## To do
Only one stretch of the data below is wanted: the lines starting at the one with "Please examine the image above and identify every drawer" and ending at the one with "Please examine the image above and identify every black wall", both included, given again exactly.
### Supplied material
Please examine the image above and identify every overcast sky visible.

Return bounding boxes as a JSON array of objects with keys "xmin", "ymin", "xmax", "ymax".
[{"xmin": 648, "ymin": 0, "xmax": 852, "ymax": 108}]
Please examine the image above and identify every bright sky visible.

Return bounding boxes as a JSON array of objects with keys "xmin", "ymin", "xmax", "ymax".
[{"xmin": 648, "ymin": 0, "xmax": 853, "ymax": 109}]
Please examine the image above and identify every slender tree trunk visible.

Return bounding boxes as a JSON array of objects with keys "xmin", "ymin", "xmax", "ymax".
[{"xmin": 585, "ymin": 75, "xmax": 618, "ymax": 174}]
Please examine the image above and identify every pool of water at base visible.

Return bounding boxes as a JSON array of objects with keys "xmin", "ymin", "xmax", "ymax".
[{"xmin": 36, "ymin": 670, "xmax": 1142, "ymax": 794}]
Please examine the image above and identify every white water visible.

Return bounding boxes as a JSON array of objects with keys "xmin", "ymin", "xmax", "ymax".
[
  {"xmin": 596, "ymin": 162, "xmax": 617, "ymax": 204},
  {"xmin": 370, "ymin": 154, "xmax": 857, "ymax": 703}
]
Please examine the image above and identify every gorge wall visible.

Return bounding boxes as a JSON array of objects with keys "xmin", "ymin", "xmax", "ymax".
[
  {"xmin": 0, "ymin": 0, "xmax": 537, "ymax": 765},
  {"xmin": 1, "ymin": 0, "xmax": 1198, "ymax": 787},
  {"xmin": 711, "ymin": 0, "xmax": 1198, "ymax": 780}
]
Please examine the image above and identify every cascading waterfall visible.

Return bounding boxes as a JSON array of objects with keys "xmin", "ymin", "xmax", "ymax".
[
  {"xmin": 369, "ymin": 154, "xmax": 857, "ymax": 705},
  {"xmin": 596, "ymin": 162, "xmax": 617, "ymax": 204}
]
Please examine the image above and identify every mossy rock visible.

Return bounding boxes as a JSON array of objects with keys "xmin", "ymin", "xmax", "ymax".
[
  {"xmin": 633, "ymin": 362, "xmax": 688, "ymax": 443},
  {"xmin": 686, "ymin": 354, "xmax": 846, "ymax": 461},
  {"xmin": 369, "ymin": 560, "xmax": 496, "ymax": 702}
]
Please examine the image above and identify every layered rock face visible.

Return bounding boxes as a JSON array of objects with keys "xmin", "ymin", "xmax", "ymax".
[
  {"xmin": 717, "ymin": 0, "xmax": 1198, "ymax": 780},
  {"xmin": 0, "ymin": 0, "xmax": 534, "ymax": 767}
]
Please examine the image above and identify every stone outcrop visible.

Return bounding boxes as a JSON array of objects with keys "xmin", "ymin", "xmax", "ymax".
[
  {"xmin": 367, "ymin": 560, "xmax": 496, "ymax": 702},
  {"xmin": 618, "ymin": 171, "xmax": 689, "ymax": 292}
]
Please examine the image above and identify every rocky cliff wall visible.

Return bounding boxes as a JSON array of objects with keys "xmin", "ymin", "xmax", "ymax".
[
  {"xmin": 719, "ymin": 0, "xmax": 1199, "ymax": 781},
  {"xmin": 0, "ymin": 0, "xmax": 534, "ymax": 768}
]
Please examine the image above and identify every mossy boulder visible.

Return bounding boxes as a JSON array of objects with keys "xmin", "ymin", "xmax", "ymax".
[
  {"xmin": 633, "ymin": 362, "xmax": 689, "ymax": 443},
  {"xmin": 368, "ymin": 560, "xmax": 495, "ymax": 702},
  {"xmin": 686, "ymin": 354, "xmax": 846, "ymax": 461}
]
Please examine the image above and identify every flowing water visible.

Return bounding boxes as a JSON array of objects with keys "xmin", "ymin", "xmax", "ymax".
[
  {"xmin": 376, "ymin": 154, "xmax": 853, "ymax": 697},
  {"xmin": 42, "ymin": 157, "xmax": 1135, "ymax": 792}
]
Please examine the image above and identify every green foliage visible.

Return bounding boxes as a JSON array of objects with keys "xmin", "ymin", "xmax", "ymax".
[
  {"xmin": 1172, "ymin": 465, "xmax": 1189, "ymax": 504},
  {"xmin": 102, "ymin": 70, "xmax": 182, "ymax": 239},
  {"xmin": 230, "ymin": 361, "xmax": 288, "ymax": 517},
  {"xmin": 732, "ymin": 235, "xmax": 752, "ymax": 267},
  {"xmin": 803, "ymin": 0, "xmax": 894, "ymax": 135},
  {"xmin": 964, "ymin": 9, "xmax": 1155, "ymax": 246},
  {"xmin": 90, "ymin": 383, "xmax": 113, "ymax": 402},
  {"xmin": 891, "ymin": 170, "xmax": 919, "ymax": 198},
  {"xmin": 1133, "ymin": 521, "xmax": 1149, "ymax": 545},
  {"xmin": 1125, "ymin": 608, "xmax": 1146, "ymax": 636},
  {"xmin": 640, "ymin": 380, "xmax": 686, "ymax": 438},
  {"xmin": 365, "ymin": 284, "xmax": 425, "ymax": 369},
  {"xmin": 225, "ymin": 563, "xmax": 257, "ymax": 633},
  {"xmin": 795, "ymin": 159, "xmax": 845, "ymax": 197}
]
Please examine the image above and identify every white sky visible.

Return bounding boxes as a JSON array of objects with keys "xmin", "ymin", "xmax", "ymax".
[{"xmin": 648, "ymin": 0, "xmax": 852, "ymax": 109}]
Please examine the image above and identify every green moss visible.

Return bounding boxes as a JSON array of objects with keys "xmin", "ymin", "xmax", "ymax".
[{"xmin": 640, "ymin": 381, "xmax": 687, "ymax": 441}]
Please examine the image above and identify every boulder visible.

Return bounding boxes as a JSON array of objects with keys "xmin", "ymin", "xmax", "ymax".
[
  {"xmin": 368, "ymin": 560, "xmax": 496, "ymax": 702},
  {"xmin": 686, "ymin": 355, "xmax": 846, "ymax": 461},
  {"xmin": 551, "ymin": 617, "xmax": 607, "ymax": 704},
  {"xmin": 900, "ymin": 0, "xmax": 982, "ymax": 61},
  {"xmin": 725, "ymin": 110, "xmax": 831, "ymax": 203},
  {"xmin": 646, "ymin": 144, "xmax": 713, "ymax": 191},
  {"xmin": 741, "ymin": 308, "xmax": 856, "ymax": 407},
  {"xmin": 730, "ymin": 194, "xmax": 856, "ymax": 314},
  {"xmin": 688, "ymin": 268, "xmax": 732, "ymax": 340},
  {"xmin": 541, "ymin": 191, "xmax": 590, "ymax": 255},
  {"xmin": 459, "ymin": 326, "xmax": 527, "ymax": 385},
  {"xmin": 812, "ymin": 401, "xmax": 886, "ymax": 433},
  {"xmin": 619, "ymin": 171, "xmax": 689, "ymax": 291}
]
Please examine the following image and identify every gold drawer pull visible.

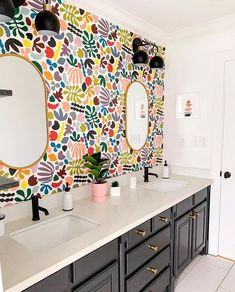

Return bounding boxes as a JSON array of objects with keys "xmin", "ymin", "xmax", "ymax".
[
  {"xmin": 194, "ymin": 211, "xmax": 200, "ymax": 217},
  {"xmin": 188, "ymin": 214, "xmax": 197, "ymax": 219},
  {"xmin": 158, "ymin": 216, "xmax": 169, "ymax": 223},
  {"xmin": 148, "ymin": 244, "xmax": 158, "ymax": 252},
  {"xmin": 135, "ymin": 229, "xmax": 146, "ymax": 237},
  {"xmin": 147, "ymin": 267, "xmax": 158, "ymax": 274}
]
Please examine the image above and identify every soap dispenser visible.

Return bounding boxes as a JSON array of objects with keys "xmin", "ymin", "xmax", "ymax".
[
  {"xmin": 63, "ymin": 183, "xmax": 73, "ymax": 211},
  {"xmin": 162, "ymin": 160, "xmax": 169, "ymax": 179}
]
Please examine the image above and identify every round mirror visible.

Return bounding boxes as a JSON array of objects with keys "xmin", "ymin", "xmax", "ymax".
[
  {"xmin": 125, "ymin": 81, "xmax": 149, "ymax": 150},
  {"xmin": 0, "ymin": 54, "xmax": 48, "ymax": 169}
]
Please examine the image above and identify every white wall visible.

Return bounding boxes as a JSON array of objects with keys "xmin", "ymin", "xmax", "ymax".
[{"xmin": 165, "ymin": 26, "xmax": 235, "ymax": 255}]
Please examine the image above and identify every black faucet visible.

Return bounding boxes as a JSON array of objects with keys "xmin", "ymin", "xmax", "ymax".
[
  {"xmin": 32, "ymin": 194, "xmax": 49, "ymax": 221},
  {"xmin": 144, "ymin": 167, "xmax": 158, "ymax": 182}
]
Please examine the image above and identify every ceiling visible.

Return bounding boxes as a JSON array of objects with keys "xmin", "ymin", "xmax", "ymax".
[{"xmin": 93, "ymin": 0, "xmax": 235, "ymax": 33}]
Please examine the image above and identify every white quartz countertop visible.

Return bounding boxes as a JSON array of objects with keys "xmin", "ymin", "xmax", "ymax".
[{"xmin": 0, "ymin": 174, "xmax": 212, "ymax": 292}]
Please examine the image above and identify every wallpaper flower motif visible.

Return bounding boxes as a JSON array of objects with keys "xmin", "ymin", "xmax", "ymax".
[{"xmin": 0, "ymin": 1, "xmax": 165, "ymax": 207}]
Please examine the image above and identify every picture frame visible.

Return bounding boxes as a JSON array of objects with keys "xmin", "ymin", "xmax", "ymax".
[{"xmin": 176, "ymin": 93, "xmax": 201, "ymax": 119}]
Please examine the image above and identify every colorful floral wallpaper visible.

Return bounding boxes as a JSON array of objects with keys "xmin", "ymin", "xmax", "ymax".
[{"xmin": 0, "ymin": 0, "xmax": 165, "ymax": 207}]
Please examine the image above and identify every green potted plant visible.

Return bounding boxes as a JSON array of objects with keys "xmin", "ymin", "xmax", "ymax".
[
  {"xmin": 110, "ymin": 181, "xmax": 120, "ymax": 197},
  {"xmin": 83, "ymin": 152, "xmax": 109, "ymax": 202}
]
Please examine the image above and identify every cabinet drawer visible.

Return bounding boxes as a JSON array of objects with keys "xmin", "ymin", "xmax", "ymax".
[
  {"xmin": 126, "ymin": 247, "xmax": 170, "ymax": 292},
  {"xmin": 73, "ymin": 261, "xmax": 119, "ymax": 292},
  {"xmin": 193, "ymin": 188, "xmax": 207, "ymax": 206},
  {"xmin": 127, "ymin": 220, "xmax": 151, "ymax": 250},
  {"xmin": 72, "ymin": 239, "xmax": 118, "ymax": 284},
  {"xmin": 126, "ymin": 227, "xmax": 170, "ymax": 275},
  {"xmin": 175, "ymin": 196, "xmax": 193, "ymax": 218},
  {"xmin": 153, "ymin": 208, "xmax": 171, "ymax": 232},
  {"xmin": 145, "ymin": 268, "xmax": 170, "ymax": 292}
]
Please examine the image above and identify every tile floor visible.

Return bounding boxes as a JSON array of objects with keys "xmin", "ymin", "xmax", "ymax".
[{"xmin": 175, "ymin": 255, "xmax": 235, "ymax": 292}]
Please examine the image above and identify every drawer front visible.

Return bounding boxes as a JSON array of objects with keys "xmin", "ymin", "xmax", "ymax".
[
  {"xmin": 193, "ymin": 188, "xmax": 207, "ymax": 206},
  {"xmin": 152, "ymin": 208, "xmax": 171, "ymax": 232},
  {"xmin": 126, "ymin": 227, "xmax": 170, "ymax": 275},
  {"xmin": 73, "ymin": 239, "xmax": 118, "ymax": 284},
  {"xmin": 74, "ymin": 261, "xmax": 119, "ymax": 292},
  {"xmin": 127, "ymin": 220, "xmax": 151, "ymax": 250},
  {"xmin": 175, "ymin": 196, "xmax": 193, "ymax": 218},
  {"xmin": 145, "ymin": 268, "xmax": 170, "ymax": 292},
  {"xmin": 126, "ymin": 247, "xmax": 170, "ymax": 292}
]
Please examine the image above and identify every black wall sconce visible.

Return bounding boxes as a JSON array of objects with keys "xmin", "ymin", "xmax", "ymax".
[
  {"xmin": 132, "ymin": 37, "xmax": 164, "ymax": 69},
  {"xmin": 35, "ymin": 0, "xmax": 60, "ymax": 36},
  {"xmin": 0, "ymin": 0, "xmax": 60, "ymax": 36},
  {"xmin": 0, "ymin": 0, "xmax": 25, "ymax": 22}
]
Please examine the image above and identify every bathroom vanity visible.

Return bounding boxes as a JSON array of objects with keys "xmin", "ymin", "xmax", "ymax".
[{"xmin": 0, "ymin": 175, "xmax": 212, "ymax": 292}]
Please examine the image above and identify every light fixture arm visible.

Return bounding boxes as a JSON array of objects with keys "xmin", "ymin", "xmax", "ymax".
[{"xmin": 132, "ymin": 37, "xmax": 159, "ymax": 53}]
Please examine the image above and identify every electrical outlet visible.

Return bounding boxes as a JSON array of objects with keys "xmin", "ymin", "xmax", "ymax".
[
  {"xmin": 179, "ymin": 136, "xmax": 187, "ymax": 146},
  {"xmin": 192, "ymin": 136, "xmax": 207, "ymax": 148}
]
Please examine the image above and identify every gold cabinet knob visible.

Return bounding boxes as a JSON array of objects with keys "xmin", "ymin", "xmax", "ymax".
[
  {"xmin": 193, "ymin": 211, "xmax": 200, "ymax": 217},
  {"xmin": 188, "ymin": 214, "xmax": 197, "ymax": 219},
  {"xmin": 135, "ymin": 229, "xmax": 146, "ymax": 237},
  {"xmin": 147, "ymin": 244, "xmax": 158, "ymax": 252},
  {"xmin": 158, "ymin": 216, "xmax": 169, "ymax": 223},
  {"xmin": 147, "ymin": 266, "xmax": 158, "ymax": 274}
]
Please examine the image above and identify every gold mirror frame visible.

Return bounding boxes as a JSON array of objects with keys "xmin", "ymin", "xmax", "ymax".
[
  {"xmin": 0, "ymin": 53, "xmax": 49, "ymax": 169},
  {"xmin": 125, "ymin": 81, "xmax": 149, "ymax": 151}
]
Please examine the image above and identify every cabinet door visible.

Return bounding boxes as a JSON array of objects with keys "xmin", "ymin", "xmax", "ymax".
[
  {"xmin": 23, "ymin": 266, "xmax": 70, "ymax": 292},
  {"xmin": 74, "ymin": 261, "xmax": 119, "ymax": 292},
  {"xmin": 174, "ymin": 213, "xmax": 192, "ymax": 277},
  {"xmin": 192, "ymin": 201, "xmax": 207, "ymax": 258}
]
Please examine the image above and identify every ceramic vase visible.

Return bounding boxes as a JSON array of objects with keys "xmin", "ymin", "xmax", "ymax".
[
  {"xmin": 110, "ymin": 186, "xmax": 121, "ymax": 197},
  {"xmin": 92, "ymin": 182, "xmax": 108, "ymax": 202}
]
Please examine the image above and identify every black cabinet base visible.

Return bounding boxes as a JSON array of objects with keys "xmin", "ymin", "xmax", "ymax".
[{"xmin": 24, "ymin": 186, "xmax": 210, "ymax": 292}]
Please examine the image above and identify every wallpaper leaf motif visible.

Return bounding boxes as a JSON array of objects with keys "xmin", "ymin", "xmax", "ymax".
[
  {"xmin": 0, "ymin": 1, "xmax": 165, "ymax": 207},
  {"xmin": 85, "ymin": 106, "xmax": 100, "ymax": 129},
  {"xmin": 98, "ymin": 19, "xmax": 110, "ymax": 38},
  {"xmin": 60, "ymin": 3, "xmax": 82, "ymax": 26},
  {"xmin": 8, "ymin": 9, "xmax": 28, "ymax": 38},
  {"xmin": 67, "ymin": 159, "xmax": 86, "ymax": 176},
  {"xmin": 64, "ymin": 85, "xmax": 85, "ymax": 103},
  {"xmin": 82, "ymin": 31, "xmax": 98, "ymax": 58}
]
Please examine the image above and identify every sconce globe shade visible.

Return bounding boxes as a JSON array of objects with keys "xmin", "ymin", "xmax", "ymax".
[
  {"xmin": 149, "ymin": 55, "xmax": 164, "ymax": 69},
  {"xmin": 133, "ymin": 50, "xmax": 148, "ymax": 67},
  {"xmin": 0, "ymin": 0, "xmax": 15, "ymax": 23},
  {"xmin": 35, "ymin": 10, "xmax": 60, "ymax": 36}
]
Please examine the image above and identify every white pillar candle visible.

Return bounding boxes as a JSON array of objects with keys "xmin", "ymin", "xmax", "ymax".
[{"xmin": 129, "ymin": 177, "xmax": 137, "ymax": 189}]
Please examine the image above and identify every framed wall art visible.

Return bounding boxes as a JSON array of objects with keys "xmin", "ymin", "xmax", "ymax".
######
## Result of this task
Please examine the image above and identify every drawer front visible.

Return bounding boxes as a JSON array of objects with keys "xmin", "ymin", "xmax", "ymax".
[
  {"xmin": 193, "ymin": 188, "xmax": 207, "ymax": 206},
  {"xmin": 152, "ymin": 208, "xmax": 171, "ymax": 232},
  {"xmin": 126, "ymin": 227, "xmax": 170, "ymax": 275},
  {"xmin": 73, "ymin": 239, "xmax": 118, "ymax": 284},
  {"xmin": 74, "ymin": 261, "xmax": 119, "ymax": 292},
  {"xmin": 127, "ymin": 220, "xmax": 151, "ymax": 250},
  {"xmin": 175, "ymin": 196, "xmax": 193, "ymax": 218},
  {"xmin": 145, "ymin": 268, "xmax": 170, "ymax": 292},
  {"xmin": 126, "ymin": 247, "xmax": 170, "ymax": 292}
]
Please examine the image above and identify every black wall sconce visible.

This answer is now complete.